• _Your instructions_: Gather every line in the records below that contains the word "cloudy", and match its capital and small letters exactly.

• _Provided records_:

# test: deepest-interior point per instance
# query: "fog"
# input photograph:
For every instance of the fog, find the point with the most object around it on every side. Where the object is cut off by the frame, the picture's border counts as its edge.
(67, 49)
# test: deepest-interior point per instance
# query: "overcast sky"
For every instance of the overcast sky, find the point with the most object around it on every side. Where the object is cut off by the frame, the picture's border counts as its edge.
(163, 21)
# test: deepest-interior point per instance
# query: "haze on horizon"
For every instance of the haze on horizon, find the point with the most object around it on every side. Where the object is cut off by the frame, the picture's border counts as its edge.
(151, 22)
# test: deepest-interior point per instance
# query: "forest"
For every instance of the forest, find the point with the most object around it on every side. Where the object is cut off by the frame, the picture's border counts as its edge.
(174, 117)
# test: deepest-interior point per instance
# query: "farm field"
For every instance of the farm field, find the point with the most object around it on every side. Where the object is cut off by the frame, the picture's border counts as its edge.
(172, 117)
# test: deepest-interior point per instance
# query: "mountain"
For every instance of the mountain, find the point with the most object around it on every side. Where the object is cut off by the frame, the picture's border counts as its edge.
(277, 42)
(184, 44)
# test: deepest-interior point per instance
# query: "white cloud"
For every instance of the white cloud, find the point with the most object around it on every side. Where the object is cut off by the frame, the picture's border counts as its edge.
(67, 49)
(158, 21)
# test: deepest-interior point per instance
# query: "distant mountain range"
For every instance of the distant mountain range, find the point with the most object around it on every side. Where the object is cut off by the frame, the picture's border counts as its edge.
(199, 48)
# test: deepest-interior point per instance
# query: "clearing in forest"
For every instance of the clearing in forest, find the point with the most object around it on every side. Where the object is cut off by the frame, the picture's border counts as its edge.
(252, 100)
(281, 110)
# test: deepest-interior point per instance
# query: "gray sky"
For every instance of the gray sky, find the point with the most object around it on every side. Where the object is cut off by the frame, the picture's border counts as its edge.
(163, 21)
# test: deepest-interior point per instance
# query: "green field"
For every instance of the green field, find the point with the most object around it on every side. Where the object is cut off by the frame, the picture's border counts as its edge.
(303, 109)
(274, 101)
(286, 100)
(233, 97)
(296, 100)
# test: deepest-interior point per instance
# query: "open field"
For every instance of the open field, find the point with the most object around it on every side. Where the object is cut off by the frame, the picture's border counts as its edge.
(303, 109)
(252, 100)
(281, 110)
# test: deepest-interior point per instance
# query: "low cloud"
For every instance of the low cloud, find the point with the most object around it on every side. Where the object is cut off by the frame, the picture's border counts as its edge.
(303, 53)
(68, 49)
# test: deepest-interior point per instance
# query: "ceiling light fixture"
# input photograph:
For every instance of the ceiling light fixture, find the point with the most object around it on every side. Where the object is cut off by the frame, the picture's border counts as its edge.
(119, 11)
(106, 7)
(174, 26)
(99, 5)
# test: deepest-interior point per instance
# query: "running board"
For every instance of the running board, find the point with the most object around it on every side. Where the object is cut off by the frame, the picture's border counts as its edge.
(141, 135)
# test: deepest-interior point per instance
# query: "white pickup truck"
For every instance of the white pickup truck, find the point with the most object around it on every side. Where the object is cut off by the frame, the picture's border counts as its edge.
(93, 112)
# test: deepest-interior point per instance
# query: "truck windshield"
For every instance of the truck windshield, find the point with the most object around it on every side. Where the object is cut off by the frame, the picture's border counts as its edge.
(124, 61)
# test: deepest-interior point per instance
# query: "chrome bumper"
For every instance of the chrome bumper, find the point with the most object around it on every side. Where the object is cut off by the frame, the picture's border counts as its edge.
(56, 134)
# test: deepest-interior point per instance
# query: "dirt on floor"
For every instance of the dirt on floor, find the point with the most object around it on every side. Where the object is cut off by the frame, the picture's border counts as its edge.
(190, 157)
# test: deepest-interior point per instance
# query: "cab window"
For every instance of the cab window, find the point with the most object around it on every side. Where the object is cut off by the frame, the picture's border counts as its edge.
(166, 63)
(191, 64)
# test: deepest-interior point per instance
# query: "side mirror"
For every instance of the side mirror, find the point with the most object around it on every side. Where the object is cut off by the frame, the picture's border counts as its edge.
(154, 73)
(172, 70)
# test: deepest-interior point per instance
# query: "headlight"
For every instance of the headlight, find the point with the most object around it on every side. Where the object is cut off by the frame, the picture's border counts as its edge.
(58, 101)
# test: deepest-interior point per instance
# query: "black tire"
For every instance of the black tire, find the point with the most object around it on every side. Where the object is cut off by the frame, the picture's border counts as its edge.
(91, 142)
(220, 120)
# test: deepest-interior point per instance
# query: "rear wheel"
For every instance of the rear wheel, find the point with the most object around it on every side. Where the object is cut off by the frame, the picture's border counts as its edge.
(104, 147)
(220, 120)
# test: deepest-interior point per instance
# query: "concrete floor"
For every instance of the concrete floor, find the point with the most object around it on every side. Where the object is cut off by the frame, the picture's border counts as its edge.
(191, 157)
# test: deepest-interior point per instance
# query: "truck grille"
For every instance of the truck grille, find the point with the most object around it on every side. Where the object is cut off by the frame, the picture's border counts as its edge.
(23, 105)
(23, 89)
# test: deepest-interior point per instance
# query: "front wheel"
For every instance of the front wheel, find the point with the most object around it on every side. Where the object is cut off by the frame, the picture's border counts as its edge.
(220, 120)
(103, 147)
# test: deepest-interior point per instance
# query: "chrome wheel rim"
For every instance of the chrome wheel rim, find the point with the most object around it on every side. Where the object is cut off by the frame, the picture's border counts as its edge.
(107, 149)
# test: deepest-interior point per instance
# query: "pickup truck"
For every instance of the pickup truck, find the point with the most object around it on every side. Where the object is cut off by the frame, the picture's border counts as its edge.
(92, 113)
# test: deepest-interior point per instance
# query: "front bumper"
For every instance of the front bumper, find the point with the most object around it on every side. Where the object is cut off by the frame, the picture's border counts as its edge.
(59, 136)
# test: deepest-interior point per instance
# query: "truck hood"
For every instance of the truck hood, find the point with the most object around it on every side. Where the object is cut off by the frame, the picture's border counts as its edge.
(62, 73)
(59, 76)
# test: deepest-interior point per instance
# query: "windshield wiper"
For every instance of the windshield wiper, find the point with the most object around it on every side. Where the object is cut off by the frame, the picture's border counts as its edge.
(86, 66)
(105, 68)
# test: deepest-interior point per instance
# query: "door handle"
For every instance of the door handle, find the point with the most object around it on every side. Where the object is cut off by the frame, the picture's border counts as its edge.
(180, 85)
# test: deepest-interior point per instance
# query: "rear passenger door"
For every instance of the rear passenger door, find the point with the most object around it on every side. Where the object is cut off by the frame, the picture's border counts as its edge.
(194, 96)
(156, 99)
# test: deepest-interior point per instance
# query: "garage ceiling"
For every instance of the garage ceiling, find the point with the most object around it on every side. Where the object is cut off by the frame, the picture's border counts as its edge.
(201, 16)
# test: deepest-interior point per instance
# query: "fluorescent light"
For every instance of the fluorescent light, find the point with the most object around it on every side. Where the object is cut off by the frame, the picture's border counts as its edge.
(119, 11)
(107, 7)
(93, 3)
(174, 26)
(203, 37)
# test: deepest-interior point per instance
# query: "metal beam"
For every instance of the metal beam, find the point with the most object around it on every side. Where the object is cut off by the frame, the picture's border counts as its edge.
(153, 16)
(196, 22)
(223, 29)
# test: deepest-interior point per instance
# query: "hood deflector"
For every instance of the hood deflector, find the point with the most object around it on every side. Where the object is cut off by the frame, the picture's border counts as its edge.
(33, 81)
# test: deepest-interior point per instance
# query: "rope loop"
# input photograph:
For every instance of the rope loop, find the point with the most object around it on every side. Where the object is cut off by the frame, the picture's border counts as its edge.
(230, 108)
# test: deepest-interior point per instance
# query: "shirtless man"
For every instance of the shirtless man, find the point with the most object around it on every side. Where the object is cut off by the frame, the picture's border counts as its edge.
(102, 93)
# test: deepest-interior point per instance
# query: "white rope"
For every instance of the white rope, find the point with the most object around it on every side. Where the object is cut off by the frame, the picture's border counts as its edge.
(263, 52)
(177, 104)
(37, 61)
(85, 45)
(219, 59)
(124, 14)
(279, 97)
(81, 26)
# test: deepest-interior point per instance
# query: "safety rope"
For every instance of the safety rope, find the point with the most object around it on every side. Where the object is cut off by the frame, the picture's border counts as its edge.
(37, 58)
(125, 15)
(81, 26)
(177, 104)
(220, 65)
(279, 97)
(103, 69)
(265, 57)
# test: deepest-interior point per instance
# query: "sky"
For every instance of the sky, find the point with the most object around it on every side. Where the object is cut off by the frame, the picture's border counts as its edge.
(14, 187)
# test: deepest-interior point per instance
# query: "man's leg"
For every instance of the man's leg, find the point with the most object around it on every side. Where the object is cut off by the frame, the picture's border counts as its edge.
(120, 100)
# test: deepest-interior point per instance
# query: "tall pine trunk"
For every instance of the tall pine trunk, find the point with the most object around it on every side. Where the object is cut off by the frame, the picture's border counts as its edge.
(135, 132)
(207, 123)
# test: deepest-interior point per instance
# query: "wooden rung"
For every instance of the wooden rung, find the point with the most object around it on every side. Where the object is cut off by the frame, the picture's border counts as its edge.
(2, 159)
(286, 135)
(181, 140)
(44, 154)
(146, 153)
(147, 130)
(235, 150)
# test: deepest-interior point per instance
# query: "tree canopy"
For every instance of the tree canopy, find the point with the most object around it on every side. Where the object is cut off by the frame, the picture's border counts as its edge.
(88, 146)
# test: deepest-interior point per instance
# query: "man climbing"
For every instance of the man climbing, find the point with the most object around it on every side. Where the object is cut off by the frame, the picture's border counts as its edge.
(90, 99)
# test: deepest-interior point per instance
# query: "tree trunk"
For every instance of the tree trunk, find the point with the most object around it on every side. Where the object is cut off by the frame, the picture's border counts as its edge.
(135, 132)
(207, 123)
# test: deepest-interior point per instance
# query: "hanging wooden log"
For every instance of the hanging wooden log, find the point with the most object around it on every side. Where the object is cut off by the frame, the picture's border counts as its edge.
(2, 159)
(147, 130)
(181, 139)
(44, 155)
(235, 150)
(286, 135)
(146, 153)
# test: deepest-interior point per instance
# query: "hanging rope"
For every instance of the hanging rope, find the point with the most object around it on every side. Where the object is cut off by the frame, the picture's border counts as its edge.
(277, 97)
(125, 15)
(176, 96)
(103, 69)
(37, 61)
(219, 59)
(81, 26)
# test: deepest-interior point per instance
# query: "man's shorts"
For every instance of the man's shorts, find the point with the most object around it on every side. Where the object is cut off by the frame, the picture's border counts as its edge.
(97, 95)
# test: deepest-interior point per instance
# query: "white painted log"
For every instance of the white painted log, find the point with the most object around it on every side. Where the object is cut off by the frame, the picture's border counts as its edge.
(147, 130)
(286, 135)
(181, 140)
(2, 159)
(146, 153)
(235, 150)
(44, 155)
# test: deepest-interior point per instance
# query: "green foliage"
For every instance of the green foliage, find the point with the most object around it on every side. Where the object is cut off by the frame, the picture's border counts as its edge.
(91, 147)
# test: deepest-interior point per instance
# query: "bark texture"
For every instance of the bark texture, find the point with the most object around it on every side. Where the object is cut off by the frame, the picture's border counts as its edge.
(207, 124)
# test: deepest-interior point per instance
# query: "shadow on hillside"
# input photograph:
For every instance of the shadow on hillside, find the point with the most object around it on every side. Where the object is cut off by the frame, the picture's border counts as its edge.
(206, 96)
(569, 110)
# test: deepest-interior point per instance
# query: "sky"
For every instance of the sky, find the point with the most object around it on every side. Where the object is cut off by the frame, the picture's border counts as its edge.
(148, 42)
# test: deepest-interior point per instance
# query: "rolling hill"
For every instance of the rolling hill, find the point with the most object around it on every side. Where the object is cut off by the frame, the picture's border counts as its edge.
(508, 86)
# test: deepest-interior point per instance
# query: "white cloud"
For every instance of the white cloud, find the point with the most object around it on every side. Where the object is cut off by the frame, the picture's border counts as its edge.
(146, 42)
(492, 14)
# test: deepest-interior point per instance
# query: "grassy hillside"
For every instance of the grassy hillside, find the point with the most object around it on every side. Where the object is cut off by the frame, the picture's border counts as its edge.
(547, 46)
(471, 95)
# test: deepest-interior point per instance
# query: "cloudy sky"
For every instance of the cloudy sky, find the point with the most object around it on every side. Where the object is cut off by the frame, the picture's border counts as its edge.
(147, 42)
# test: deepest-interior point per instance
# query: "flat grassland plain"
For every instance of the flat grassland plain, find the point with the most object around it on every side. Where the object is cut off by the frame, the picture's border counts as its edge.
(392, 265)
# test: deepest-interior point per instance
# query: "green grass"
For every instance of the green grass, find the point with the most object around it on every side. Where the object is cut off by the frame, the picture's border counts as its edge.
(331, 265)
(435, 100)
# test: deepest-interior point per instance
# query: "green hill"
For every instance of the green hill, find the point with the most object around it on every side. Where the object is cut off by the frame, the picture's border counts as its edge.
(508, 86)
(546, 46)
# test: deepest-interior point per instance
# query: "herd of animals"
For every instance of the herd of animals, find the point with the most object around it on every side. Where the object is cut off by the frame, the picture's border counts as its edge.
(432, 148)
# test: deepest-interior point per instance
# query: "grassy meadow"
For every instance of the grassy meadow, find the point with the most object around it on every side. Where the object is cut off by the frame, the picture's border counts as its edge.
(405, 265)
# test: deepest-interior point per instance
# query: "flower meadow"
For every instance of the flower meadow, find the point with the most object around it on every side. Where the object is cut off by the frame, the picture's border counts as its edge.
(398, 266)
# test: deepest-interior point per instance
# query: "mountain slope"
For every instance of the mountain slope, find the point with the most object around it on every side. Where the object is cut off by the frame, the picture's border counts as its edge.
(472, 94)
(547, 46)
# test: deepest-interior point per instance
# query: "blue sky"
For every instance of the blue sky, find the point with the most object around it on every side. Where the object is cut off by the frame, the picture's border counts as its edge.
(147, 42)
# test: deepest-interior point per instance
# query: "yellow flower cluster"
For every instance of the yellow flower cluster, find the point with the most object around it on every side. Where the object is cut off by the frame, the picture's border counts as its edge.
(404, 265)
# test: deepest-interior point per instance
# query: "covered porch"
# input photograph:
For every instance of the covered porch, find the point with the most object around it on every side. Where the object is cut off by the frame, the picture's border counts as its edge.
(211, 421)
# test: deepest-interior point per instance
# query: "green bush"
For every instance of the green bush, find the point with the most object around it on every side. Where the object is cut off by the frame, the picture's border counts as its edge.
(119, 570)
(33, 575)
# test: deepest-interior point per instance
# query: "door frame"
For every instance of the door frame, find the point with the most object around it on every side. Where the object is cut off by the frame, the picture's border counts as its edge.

• _Task response_:
# query: "cloudy sky"
For every instance of the cloudy sky, find the point with the most object around it on every side. Where the object is cut off by the frame, the picture's border counts as its edge.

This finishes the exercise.